Hangout

Sepuluh Film Palestina yang Patut Anda Tonton


Selama 20 tahun terakhir, sutradara dan para pembuat film Palestina telah merilis berbagai film yang secara kolektif membentuk arsip sinematik perjuangan warga Palestina untuk bertahan hidup dan hubungan yang mendalam dengan tanah air mereka.

Film-film ini memiliki kisah beragam dari mulai dokumenter mendalam hingga cerita fiksi yang menggugah emosi. Yang jelas, menonton film-film ini membantu memahami sejarah dan realitas yang dialami oleh rakyat Palestina. 

Beberapa film ini dapat ditonton di beberapa layanan video bahkan ada yang sudah tayang di Netflix. Apa saja filmnya? Berikut 10 di antaranya mengutip The New Arab (TNA).

Paradise Now (2005)

Sutradara: Hany Abu-Assad

Paradise Now menceritakan kisah tentang 48 jam terakhir dalam kehidupan dua teman seumur hidup dari Nablus yang direkrut sebagai pelaku bom bunuh diri. Film ini merupakan gambaran realistis situasi di wilayah Palestina yang menjelaskan mengapa para pemuda memutuskan untuk melakukan sesuatu yang begitu drastis.

INFORMASI YANG DITAMPILKAN.

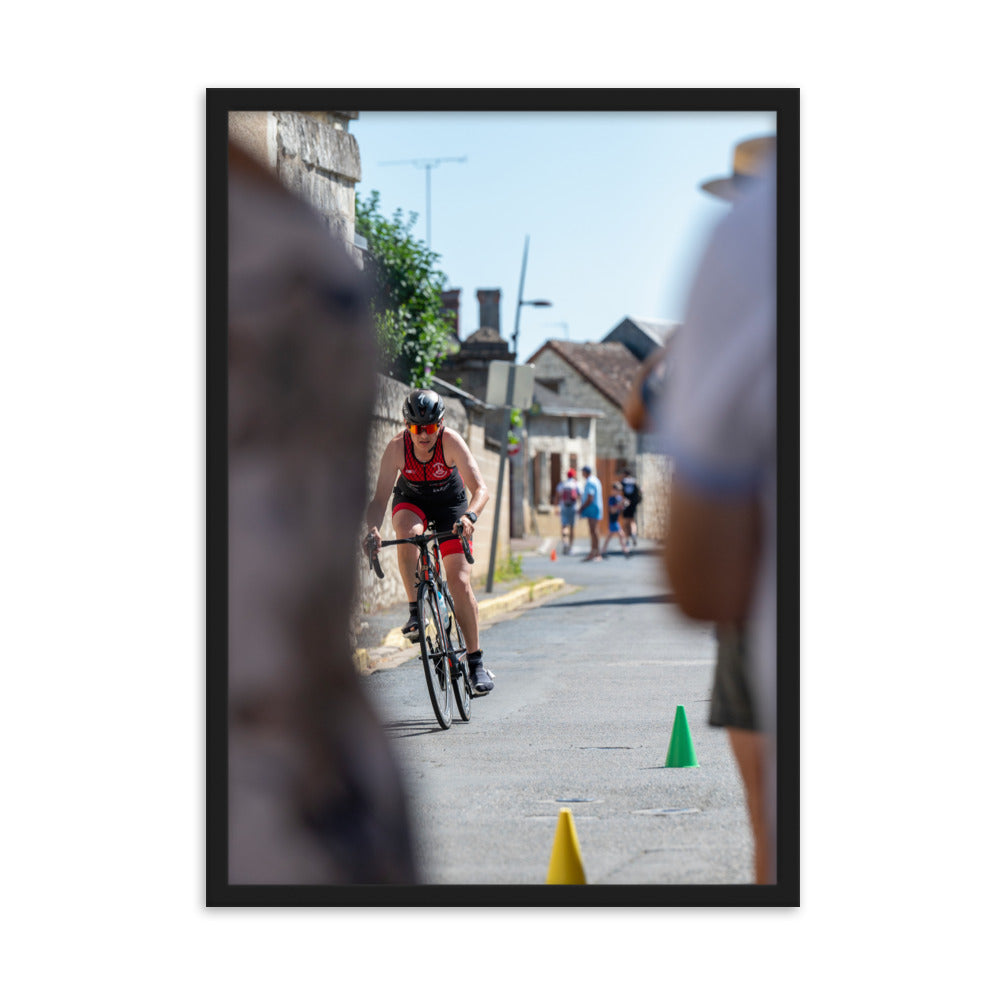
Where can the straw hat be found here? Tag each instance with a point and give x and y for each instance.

TUGAS. Cetak ulang seluruh kutipan dokumen tanpa mengubah apa pun. Gunakan hanya kutipan dokumen, bukan materi.

HASIL TUGAS.
Hangout

Sepuluh Film Palestina yang Patut Anda Tonton


Selama 20 tahun terakhir, sutradara dan para pembuat film Palestina telah merilis berbagai film yang secara kolektif membentuk arsip sinematik perjuangan warga Palestina untuk bertahan hidup dan hubungan yang mendalam dengan tanah air mereka.

Film-film ini memiliki kisah beragam dari mulai dokumenter mendalam hingga cerita fiksi yang menggugah emosi. Yang jelas, menonton film-film ini membantu memahami sejarah dan realitas yang dialami oleh rakyat Palestina. 

Beberapa film ini dapat ditonton di beberapa layanan video bahkan ada yang sudah tayang di Netflix. Apa saja filmnya? Berikut 10 di antaranya mengutip The New Arab (TNA).

Paradise Now (2005)

Sutradara: Hany Abu-Assad

Paradise Now menceritakan kisah tentang 48 jam terakhir dalam kehidupan dua teman seumur hidup dari Nablus yang direkrut sebagai pelaku bom bunuh diri. Film ini merupakan gambaran realistis situasi di wilayah Palestina yang menjelaskan mengapa para pemuda memutuskan untuk melakukan sesuatu yang begitu drastis.